Фрагмент текста >>
________________
Начинается шум, собирается кучка, иногда доходит до драки, до будочника, который только с этою единственною целью и шныряет по площади.
Как пестро это огромное поле, называемое Конною площадью; какой разнохарактерный шум и беспорядочное волнение! Телеги с поднятыми вверх оглоблями, с привязанными конями, с сидящими на возах мужиками и бабами, стоят целым табором, словно многолюдное кочевье степных племен. Ворки диких лошадей с Дону и из новороссийских степей перекликаются друг с другом зычным, нетерпеливым ржанием. Цыгане с их дымными лицами, их черными войлочными кудрями, и добела сверкающими зубами, оборванные, изуродованные, обступают как хищные птицы ремонтеров и молодых помещиков; одни из них бодрят всеми хитростями цыганского мошенничества запаленную лошадь; другие хлопают кнутами, гогочут, божатся и тянут за руки покупателей. То и дело от телег отводят заводских коней. пугливых, вздрагивающих, быстро собирающихся при малейшем испуге. Конюх, держа коня на длинном поводу, бежит с ним несколько сажен, чтобы показать покупателю стати и красоту бега. Прохожие расступаются и останавливаются поглядеть, как несется молодое благородное животное, смело выкидывая ногами, раздув ноздри и пустив по ветру хвост; оно думает, что несется на волю, туда, далеко, на зеленые луга. Вот конь уже опять стоит как вкопанный, насторожив уши, поминутно вздрагивая; толпа покупателей, хозяев, любопытных вокруг него: одни лезут посмотреть в зубы, другие трепят упругие ляшки и гордую шею. "Поди, поди!" -- раздается над ухом: теплый пар обдает вам лицо, и встрепенувшиеся глаза ваши на мгновение заслоняются широкою, вспотевшею грудью лошади, едва не задевшею вас. Легкие до воздушности беговые дрожки с тягчайшими колесами проезжают сквозь тесноту; вороной рысак в белом мыле под шлеею, с серым хвостом до земли и длинною серою гривою, усталою походкой идет в их круглых оглоблях; он возвращается с бега, который тут же около Конной, тянется на полверсты вдоль большой дороги и длинного порядка изб. Крик и гул стоит в воздухе как дым. Пыль съедает глаза. Вся жизнь этой истинно-национальной ярмарки здесь на Конной; в Панском ряду публика, а народ весь здесь. И поневоле будешь здесь; ведь другой квартиры, кроме воза, нет у мужика; избы все заняты господами, купцами, барышниками, и платить за избу в течение двух недель -- слишком бесполезная роскошь в летнее время. Эта долгая кочевка на открытом воздухе придает ярмарке особенно характерную, патриархальную складку, заставляющую вспоминать о более теплом солнце и более голубых небесах.
________________
[Данные с описаниями объектов на фотографиях]
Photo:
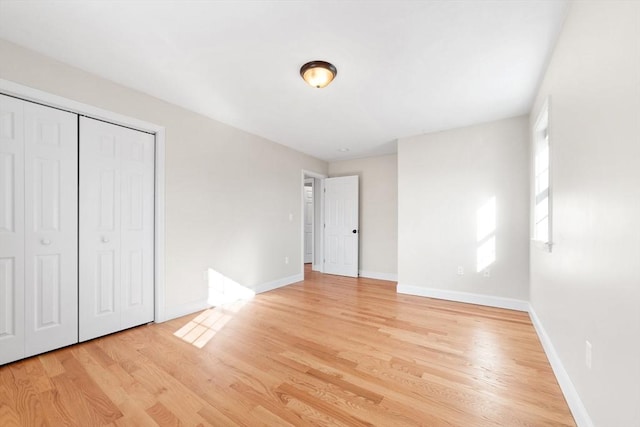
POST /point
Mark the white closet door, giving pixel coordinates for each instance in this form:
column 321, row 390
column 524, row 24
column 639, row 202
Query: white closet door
column 38, row 228
column 11, row 229
column 51, row 228
column 116, row 228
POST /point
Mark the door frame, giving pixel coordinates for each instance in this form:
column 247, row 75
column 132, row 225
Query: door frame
column 317, row 202
column 27, row 93
column 311, row 181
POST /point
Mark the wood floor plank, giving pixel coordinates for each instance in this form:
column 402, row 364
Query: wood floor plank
column 328, row 351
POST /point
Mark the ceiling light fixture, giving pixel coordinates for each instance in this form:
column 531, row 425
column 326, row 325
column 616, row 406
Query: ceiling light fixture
column 318, row 74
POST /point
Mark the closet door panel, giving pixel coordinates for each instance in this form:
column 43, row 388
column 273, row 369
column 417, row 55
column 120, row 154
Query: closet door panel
column 51, row 197
column 116, row 228
column 11, row 229
column 99, row 292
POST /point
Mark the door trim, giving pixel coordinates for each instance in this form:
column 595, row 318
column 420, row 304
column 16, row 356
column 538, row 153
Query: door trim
column 26, row 93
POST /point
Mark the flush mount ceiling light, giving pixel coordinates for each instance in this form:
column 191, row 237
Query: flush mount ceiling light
column 318, row 74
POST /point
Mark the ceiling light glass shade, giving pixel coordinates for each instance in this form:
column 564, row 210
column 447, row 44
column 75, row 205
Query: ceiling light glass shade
column 318, row 73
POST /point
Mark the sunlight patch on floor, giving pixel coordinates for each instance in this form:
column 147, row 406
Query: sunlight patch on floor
column 207, row 324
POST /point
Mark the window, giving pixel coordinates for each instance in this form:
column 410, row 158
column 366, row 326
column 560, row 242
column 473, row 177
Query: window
column 542, row 187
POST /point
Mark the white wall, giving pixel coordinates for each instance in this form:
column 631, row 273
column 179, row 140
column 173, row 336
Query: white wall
column 588, row 288
column 443, row 179
column 378, row 212
column 228, row 193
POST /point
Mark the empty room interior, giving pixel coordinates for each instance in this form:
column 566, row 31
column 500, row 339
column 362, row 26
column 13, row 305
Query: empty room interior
column 349, row 213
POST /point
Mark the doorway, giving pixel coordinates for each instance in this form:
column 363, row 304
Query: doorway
column 311, row 220
column 308, row 214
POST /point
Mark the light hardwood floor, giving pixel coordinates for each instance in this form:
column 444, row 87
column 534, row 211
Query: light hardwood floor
column 328, row 351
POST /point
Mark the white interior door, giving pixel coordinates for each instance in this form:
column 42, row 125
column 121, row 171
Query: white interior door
column 308, row 220
column 51, row 228
column 116, row 228
column 38, row 228
column 341, row 226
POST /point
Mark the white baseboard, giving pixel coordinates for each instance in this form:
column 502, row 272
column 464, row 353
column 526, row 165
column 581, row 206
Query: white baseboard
column 488, row 300
column 274, row 284
column 183, row 310
column 393, row 277
column 576, row 406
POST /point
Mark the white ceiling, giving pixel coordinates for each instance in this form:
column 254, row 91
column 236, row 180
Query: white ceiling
column 404, row 67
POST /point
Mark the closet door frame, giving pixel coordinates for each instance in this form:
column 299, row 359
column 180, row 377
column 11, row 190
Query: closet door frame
column 34, row 95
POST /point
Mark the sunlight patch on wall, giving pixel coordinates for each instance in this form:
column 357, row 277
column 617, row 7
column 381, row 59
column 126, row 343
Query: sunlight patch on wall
column 223, row 290
column 486, row 223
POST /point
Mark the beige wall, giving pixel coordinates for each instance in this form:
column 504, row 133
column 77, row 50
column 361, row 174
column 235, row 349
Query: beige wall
column 443, row 180
column 228, row 193
column 378, row 212
column 588, row 288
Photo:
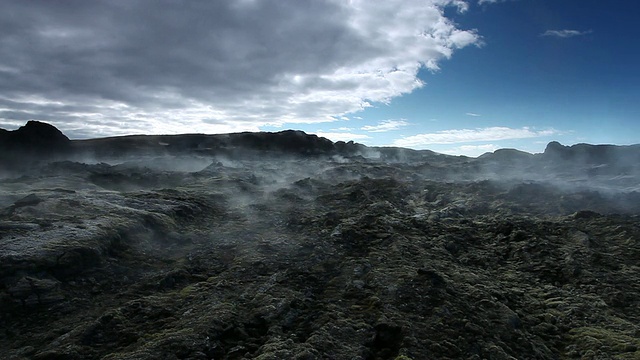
________________
Список заданий >>
(a) Какой длины, согласно тексту о Конной площади, тянется бег рядом с ней?
(b) Пожалуйста, напишите следующую часть текста о ярмарке на Конной площади.
Эти записи никак не связаны с текстом.

Письменные ответы >>
(a) Бег тянется на полверсты вдоль большой дороги и длинного порядка изб.

(b)
Все отправления несложного мужицкого быта происходят здесь воочию всего мира, с трогательною искренностью. Вот два сивых мужика, под пьянком, продав кобылку, несут полштофа зелена-вина своим старухам и бабам, которые сидят кружком в тени воза в своих расшитых рубахах, расстегнув вороты и со шлыками на затылках от нестерпимого жара. Смех и добродушные прибаутки качающихся виночерпиев раздаются на всю ярмарку, а чайная чашка с отбитою ручкою по очереди обходит всех баб -- и этих крепкокостных старух с лицами, сморщенными в винную ягоду, и этих упругих молодаек с красивыми скулами и разбитным взглядом.
Вот сцена более цивилизованного характера: торгаш, примостив над собою шатром какое-то веретье, наслаждается послеобеденным чайком с хозяйкой своей. Оба сидят чинно, по-образованному, в укор мужичью: он в нанковом синем сюртуке, она -- в капоте и чепчике с розовыми ленточками; маленький перст грациозно отставлен у ней от блюдечка, и она с должным благоприличием сама наливает мужу чай из чугунчика. Недалеко от них иная картина -- дамского туалета: открыт сундучок; из него баба вытаскивает праздничную одежду, а другая баба, укрываясь всячески от прохожих и за рукавом соседки, и за сундуком, и за приподнятою рубашкою, ухитряется переменить свой костюм, среди обступающих ее тысяч народа. В другом месте, мужики громко считают деньги. Там одинокий старичок мастерит себе собственноручно тюрю, или окрошку, усевшись посреди своего убогого воза, и нисколько не стесняясь тем, что он, как колокольня, у всех на глазах с своим черепком и своими корками. -- Хорошо еще, если погода стоит ясная. Но этого почти никогда не бывает. В народе есть твердое, вековое убеждение, что в день выноса должна быть страшная гроза, и непременно три смерти. И -- странное дело -- я не помню, чтобы этот день действительно прошел без большой грозы: или накануне, или тотчас после, или в самый вынос, но грозы постоянно бывают, и притом почти всегда во множестве. Можно вообразить, каково тогда состояние этого бездомного лагеря, снизу плавающего в потоках воды и грязи, а сверху беспрепятственно оглушаемого громом, поливаемого дождем и градом.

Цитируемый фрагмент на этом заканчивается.